SHORT PROBLEM: Transcribe, word for word, the portion of the DIY giveaway thread that opens with the words containing "Edit : since" and closes with "if that’s OK-?".

═════ EXCERPTED PASSAGE ═════

# Diy giveaway (now with list)



## srednivashtar (May 26, 2020)

Hello! I have recipes I don't need and would gladly give them to anyone needing them! Let me know if you want to peruse them and I will pm you a Dodo.
Thank you for reading and have a nice day!

*List*


----------



## lclcola (May 26, 2020)

Do you know if any of them are *these*?


----------



## srednivashtar (May 26, 2020)

Hello! Sorry there are none of your wishlist! As I'm a french player translating them all is really time consuming but your solution is quite smart! Have a nice day! Oh I have the fruit wreath!


----------



## lclcola (May 26, 2020)

srednivashtar said:


> Hello! Sorry there are none of your wishlist! As I'm a french player translating them all is really time consuming but your solution is quite smart! Have a nice day!


thank you for checking


----------



## lexa7 (May 26, 2020)

Hi! I am interested in anything bamboo please! Thank you


----------



## Muddy (May 26, 2020)

I’d like to come please 

Kitty from Kittybeach


----------



## srednivashtar (May 26, 2020)

Ok I send you a code!


----------



## -Beano- (May 26, 2020)

can i come?
Im honey from rainfall! : D


----------



## fanism (May 26, 2020)

I would like to get your palm tree lamp and tea table DIY
please check here if you need any DIY that I have?
https://villagerdb.com/user/oldvaxx/list/extra-diys

thank you


----------



## Loubelle (May 26, 2020)

Could I have the bamboo shelf and paw print doorplate? o:


----------



## srednivashtar (May 26, 2020)

Hello! I don't need anything from your list but thank you for asking! I send you a dodo


----------



## Snowifer (May 26, 2020)

Could I get the Iron Hanger Stand?


----------



## srednivashtar (May 26, 2020)

Snowifer said:


> Could I get the Iron Hanger Stand?


Hi! Yes i let the two people that asked before finish and I send you the code!


----------



## lxjshrss (May 26, 2020)

Could I get the bamboo lunch box, log wall-mounted clock and tea table recipes? Are there any recipes you're still in search of?


----------



## m i d o r i (May 26, 2020)

Hi ^.^ May I have the bamboo lunch box, the stone lion dogs and the tea table?
Edit : since some asked them before me can I have the lion dog diy?


----------



## LynseyH666 (May 26, 2020)

Hello, may I visit, please? I’d really like to get the bamboo sphere, cherry lamp, knitted grass backpack if that’s OK-?

Do you have a wish list?

Thank you!


----------



## srednivashtar (May 26, 2020)

Hi! I have several lunch boxes recipes but the tea table have been given away. I am in no need for recipes just come and get what you need! I'll send a dodo as soon as people have left. Edit : i have one tea table left! Alex can have it since they posted for it first


----------



## th8827 (May 26, 2020)

═════ PROVIDED DATA ═════

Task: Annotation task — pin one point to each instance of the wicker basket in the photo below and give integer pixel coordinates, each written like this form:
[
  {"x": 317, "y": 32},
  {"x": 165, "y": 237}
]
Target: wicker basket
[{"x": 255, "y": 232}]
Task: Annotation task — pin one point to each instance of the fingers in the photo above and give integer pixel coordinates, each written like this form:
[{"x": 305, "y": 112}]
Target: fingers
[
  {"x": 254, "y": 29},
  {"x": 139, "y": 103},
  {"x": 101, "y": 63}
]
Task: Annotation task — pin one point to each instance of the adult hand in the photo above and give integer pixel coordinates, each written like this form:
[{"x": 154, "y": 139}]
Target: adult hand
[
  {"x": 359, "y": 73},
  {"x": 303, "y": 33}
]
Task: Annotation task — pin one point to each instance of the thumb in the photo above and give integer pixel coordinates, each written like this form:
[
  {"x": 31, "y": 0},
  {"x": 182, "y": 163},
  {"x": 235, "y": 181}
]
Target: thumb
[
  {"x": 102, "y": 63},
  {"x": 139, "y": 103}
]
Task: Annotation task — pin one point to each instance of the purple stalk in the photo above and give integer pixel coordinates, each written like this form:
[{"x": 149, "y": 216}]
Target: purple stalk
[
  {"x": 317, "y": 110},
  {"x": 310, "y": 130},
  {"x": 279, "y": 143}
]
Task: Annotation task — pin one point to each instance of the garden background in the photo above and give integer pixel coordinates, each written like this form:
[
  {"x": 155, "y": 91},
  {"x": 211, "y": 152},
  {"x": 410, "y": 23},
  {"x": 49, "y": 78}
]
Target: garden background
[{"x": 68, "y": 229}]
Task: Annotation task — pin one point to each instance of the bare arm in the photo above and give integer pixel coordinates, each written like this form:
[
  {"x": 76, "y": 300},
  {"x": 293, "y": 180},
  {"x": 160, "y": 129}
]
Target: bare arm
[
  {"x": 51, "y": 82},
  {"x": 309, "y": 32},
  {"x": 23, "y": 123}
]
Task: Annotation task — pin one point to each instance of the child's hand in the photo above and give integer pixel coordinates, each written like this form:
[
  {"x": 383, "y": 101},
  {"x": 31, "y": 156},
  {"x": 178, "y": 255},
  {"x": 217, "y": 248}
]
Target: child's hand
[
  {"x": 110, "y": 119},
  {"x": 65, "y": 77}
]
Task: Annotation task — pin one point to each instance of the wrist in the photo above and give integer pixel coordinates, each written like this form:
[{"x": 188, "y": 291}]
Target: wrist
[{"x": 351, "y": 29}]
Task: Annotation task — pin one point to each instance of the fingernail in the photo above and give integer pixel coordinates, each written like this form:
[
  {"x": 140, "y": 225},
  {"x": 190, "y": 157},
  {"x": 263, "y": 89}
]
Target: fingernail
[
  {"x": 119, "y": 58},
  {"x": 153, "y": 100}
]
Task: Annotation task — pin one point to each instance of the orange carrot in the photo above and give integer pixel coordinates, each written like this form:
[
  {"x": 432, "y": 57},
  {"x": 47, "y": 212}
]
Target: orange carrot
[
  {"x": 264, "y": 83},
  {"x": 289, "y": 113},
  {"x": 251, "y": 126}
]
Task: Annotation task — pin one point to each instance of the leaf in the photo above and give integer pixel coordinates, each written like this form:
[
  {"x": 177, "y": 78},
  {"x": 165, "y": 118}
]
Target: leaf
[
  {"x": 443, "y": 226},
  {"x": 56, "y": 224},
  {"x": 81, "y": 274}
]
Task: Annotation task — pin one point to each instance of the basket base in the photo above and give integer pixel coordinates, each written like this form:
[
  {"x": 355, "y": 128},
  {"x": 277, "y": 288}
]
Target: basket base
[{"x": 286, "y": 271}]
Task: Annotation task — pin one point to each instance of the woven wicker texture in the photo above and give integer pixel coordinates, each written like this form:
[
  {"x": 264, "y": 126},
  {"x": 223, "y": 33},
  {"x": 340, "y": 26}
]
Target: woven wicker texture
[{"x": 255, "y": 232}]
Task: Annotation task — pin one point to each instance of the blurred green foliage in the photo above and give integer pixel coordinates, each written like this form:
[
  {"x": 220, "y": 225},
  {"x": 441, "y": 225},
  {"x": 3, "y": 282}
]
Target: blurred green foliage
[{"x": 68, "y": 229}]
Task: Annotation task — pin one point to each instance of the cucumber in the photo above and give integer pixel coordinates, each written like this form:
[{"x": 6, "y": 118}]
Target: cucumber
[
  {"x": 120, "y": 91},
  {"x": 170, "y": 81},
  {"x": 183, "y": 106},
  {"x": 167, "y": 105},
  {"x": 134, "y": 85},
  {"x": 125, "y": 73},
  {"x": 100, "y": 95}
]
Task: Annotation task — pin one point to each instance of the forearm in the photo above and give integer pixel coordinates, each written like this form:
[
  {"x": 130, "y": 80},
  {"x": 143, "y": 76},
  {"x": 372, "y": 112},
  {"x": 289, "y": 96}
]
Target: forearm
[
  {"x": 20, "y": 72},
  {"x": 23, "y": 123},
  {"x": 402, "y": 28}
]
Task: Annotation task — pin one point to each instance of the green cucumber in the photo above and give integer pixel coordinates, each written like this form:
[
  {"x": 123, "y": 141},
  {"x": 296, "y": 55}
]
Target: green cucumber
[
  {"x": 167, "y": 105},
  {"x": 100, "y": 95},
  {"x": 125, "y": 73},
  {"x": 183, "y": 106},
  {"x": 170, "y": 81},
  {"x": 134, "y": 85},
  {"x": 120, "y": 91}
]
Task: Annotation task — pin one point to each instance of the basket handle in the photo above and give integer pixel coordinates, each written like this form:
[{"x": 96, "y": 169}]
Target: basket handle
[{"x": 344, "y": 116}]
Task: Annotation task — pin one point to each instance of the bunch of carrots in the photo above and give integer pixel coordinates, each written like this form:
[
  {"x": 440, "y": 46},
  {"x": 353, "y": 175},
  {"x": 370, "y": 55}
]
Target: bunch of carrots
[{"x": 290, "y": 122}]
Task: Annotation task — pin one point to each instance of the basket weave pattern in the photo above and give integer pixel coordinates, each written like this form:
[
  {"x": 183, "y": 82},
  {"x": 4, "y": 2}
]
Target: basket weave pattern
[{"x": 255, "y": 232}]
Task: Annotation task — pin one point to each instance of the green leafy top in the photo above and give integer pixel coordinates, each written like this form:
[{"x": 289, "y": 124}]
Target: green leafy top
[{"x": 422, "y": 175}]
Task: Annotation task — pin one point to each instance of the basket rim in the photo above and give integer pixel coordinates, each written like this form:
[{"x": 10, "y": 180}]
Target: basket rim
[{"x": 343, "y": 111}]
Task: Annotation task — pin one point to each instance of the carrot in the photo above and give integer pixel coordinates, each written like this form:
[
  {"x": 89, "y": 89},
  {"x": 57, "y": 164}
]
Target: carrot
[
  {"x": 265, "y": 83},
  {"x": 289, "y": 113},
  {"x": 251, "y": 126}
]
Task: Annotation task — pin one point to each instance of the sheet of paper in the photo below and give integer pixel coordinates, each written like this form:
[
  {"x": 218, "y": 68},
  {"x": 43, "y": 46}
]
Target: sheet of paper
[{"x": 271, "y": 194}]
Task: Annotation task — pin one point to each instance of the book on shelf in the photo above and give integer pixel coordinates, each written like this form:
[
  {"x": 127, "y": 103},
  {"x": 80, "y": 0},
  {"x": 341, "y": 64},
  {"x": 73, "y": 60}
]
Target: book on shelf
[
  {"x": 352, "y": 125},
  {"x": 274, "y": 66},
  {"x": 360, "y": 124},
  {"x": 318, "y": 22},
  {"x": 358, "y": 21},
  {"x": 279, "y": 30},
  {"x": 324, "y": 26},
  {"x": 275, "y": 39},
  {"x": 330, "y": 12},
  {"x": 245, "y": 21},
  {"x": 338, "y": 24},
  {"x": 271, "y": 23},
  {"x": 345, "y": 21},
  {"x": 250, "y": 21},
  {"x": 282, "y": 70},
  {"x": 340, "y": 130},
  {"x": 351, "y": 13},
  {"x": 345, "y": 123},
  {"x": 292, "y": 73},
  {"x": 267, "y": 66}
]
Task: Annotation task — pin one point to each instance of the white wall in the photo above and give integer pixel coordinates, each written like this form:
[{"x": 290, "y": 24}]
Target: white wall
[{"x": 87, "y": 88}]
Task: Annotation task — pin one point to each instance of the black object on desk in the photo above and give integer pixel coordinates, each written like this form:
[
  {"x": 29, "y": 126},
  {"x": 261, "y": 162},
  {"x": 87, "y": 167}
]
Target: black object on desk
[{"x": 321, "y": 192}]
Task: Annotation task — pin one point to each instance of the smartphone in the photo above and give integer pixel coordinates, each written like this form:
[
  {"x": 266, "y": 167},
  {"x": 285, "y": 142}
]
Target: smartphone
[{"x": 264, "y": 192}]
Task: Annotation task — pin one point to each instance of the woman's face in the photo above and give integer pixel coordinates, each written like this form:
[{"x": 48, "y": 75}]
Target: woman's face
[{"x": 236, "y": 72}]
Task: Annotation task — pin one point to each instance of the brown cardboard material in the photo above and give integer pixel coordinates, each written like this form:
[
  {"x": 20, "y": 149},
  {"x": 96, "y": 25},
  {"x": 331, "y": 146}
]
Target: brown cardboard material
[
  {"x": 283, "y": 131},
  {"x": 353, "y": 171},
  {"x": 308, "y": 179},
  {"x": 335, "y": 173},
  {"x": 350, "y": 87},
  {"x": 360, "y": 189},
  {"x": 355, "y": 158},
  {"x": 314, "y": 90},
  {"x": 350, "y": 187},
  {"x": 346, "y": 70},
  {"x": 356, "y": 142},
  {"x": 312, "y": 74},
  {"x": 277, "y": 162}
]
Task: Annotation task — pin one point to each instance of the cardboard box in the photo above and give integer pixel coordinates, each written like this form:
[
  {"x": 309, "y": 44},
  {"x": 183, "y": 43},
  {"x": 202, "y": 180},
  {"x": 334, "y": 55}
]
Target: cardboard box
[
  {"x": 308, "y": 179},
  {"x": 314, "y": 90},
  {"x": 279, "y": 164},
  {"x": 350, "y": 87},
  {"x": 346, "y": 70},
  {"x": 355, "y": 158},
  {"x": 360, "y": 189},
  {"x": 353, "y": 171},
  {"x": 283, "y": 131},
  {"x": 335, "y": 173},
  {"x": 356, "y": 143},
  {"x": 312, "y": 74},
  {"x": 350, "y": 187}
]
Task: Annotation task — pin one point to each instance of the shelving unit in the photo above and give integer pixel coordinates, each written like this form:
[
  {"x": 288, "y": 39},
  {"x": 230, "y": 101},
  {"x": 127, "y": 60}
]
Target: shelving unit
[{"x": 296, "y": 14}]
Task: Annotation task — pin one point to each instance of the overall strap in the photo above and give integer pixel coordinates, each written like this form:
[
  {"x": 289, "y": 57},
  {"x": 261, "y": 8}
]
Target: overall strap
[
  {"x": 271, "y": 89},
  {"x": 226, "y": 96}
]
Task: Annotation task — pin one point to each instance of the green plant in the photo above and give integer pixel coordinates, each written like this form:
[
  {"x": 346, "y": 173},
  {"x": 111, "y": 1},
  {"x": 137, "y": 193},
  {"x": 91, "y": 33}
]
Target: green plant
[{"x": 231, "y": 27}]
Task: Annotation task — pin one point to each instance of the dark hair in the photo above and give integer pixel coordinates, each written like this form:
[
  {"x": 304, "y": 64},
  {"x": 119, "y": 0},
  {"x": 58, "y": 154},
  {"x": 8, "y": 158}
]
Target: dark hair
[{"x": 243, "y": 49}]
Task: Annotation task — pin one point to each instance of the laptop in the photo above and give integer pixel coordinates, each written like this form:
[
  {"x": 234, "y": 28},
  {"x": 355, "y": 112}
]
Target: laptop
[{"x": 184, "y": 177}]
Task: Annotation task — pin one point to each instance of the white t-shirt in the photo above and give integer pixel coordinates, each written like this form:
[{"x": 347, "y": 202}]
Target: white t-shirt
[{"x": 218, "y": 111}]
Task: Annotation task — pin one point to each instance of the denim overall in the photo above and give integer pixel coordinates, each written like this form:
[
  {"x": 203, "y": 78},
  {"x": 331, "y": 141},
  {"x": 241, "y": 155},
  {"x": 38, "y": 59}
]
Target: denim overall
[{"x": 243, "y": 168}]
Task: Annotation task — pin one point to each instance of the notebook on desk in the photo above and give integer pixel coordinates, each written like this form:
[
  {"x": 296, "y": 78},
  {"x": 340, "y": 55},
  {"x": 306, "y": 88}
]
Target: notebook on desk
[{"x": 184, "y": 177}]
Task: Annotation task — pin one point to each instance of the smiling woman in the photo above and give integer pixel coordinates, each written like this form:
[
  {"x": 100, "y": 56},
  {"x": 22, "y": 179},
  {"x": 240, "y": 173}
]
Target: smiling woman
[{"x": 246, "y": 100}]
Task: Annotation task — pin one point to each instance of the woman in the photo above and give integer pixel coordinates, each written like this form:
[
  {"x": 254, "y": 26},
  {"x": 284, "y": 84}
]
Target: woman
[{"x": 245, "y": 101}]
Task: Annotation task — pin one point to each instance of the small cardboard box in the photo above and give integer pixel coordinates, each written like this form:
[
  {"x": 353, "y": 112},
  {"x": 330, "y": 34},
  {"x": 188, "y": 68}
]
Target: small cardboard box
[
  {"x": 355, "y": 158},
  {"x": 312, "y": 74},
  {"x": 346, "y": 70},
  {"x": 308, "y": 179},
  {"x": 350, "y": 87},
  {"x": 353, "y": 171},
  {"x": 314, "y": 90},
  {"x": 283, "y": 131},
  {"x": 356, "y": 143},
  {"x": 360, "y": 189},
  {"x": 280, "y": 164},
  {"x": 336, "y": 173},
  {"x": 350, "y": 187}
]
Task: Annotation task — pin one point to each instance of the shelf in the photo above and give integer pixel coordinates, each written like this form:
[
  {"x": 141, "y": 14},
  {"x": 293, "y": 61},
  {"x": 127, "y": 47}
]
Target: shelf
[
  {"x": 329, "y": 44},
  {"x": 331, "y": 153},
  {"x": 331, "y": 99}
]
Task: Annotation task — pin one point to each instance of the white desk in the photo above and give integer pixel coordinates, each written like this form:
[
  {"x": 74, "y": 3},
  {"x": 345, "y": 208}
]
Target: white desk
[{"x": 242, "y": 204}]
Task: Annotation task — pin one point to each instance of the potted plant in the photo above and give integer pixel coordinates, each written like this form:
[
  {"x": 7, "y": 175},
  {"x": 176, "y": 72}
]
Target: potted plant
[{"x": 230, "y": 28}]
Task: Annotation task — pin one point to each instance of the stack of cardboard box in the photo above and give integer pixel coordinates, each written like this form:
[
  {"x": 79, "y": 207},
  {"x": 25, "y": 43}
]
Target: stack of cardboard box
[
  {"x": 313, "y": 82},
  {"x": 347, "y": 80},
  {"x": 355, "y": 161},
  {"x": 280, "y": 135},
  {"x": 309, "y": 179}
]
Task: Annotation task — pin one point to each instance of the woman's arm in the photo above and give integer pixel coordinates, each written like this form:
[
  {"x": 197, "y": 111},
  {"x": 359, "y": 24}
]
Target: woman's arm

═════

SOLUTION FOR THIS TASK:
Edit : since some asked them before me can I have the lion dog diy?


----------



## LynseyH666 (May 26, 2020)

Hello, may I visit, please? I’d really like to get the bamboo sphere, cherry lamp, knitted grass backpack if that’s OK-?